#### WHAT THE TASK REQUIRES:
Show every line of the items below that contains the string "player", and treat a difference in case as a mismatch.

#### ROWS:
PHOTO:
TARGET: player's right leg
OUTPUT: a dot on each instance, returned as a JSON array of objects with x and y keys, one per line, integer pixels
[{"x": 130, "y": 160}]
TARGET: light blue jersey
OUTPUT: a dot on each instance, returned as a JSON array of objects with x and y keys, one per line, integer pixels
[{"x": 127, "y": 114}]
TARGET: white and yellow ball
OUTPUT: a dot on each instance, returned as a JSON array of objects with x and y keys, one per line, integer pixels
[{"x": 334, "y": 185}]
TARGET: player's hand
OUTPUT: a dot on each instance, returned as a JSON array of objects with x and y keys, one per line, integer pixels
--
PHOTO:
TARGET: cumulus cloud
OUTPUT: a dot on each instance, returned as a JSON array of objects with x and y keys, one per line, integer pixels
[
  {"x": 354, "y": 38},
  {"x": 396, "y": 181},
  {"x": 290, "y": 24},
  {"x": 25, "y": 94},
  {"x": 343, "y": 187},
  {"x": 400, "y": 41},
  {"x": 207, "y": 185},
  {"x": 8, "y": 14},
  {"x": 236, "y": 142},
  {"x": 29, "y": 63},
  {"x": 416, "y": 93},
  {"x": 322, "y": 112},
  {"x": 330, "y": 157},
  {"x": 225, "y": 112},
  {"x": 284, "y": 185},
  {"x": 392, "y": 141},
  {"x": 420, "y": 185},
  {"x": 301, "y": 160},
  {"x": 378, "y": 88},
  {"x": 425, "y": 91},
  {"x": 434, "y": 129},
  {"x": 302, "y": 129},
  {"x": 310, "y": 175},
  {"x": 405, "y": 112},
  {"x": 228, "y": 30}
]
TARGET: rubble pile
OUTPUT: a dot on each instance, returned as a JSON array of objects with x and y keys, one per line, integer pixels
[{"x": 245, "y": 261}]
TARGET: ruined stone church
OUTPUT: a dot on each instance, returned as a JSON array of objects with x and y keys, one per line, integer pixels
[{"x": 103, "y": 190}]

#### THE REPLY:
TARGET: player's right leg
TARGET: player's hand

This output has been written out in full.